§ Task prompt: Count how many lines in the records below contain the string "front", treating uppercase and lowercase as different. Reply with the number only.

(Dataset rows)
>> START
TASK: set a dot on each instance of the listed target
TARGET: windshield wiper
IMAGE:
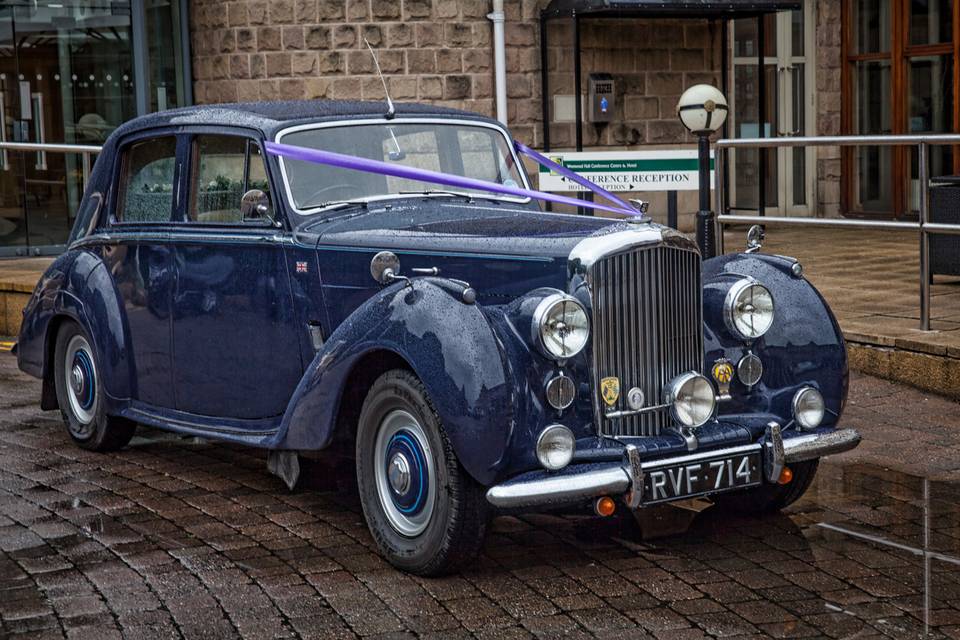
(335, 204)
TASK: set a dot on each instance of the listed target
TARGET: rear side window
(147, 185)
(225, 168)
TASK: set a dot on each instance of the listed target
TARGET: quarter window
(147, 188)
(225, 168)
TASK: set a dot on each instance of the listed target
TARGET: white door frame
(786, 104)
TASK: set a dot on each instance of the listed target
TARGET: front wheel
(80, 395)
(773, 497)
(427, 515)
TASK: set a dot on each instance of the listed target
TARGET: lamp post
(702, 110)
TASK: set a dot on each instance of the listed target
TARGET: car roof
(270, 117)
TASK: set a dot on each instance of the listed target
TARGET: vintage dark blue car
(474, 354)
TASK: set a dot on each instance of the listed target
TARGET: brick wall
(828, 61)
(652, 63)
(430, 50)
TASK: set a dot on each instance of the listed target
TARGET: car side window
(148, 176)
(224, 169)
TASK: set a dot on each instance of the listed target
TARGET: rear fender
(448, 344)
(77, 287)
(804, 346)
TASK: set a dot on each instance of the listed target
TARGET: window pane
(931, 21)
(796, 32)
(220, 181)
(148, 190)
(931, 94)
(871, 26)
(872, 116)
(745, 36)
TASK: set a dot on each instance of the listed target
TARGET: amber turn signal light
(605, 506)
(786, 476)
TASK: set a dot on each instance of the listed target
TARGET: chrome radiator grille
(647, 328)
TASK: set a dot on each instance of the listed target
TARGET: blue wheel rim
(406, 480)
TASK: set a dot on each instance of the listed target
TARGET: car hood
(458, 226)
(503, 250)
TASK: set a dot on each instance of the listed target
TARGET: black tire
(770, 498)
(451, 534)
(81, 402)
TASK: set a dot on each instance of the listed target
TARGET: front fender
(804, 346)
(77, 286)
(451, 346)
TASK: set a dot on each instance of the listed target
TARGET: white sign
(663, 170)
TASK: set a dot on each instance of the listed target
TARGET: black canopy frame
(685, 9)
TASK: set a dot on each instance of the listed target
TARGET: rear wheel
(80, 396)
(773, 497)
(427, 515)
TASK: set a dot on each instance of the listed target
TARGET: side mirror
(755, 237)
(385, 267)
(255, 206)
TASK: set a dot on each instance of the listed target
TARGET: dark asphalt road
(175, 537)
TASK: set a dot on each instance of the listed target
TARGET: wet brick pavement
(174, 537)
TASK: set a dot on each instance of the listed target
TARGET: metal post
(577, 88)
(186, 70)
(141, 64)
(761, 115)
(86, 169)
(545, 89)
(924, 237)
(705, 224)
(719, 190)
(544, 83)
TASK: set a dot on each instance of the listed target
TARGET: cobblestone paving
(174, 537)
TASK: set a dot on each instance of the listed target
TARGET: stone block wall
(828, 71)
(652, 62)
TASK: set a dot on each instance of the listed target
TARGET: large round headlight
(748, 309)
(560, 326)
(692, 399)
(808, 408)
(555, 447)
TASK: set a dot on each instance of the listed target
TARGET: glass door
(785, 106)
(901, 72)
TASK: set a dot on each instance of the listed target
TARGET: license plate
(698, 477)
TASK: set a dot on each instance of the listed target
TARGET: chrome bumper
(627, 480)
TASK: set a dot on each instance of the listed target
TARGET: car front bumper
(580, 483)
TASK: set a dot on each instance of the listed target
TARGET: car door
>> END
§ Completed exercise: 3